Quoted passage =>
Provocative stabs at answering the really big questions regarding wildlife biology, the ones seemingly skipped over when the Victorians tidied up their discipline of natural history.
What are the answers to some of the obvious questions regarding the evolution of creatures (such as why mammals dominate the savanna and reptiles the swamps)? Why are the cold bloods more successful in the struggle for life in a small scale, and why are birds small, and why are there ostriches at all? Lavers (Geography/Univ. of Nottingham) approaches all these unanswered mysteries through the lens of garnering and rationing energy, and his results chime true. Size and energy use figure prominently here, be it regarding gas-guzzling elephants or turbo-charged hummingbirds. Lavers follows the journey from cold-bloodedness to warm-bloodedness, “souping up the metabolic engines.” Yet there are clearly times when cold-bloodedness wins out, as for those creatures that must endure long periods of drought and starvation. Along the way, Lavers introduces readers to a host of wild oddments, from the utterly rude naked mole-rat to creatures that were weird even for being dinosaurs. As for birds, he suggests that they are small because they buy the power of flight relatively cheaply, allowing them to “forage over wide areas, exploit three-dimensional habitats such as forests, escape the attention of ground-living predators, migrate” and flee at little metabolic cost. Of course, you might say, but answers to such questions have never been so conveniently deployed as this. Also, Lavers’s prose is as comfortable as flannel sheets on a cold night and as crisp as starlight. Elephants, by the way, have big ears because it allows them to efficiently shed body heat.
Natural history is one of the few sciences that lends itself to enjoyably larking about ideas and hypotheses as well as having its sober sides, and Lavers takes full advantage of its propensity for entertaining erudition.

Point-per-instance localization data =>
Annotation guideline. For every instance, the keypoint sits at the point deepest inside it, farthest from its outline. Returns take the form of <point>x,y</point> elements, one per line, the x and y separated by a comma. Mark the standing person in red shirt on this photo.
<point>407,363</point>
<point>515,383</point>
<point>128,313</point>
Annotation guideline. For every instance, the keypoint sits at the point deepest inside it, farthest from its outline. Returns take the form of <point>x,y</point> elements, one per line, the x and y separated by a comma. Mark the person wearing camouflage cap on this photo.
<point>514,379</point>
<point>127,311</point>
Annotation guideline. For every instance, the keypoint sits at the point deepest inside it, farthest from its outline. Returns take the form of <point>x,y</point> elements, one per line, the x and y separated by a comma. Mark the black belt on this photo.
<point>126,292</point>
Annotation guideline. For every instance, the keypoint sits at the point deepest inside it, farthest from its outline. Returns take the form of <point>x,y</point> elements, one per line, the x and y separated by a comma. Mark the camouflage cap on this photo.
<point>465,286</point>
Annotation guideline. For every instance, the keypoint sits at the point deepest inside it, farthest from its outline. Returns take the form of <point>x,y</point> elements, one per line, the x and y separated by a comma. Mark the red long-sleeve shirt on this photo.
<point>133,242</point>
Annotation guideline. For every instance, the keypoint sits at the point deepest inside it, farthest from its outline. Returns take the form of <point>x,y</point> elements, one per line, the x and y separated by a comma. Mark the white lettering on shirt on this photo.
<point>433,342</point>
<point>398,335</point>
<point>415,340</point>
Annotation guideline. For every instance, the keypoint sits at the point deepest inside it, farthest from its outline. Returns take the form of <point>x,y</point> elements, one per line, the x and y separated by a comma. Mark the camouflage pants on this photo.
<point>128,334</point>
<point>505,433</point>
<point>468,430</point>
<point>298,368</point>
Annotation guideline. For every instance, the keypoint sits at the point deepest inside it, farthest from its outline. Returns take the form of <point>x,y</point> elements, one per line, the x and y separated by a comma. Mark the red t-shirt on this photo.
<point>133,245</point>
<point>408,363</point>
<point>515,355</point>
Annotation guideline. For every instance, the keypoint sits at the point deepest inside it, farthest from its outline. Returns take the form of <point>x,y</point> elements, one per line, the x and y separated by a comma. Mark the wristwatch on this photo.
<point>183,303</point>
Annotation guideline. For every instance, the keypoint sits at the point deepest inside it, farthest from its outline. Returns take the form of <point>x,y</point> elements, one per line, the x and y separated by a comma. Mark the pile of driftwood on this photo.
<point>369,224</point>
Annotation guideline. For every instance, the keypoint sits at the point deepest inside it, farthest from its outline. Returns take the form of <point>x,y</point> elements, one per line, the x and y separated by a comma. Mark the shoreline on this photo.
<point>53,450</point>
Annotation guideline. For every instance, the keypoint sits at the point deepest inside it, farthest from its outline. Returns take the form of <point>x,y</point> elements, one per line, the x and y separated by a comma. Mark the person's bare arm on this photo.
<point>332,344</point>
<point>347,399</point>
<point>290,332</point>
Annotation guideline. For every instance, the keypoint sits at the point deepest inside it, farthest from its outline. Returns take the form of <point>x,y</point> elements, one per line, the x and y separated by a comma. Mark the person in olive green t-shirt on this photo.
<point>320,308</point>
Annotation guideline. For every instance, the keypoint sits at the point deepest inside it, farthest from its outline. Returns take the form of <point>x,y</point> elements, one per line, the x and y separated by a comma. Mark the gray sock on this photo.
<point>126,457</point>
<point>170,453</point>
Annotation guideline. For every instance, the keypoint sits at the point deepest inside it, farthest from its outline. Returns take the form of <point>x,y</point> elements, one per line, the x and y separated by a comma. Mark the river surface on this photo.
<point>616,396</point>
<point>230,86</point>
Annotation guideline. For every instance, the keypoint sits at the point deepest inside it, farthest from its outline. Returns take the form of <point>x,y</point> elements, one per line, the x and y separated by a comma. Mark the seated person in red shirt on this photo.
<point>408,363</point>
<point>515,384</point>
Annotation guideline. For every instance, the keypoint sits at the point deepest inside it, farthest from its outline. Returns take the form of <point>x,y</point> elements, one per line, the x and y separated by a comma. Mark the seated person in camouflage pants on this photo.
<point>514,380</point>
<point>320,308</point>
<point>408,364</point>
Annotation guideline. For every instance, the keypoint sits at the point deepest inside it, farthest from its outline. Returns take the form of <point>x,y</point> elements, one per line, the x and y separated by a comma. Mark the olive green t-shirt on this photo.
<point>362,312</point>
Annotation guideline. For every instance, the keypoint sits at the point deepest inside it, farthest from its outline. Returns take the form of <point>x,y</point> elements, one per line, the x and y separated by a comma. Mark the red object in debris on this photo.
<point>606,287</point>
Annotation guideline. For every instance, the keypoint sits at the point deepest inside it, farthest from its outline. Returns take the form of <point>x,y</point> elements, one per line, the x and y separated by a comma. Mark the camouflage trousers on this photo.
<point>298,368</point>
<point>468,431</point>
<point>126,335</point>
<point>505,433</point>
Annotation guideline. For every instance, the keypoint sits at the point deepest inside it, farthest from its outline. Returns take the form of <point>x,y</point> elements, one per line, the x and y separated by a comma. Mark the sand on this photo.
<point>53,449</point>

Problem to solve => According to the book review above, why do elephants have big ears?

Solution to this problem => Their big ears allow them to shed body heat efficiently.